TO-DO ITEM — List each line in the items below that contains the string "supplied", copying every such line in full.

DATA PROVIDED —
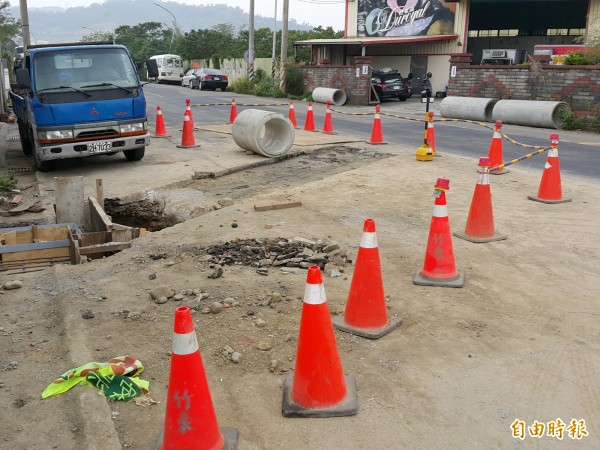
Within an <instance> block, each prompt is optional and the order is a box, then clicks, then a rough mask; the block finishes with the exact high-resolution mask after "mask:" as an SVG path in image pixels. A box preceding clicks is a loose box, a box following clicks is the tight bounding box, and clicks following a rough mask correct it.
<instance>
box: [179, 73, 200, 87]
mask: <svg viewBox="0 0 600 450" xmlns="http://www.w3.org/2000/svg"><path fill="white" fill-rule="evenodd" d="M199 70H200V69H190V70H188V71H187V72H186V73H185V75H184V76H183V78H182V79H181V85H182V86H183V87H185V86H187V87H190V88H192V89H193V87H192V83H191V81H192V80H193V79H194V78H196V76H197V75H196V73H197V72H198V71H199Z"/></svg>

--

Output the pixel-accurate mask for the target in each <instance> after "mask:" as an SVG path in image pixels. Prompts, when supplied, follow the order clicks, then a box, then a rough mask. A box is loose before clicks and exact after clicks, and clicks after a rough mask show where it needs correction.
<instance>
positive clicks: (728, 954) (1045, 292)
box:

RESULT —
Output the pixel-accurate mask for the target in each <instance> after "mask:" as an SVG path in image pixels. Prompts, when supplied, follow the order clicks, then a box, then a rough mask. A box is loose before clicks and exact after clicks, and clicks after a rough mask show where it needs correction.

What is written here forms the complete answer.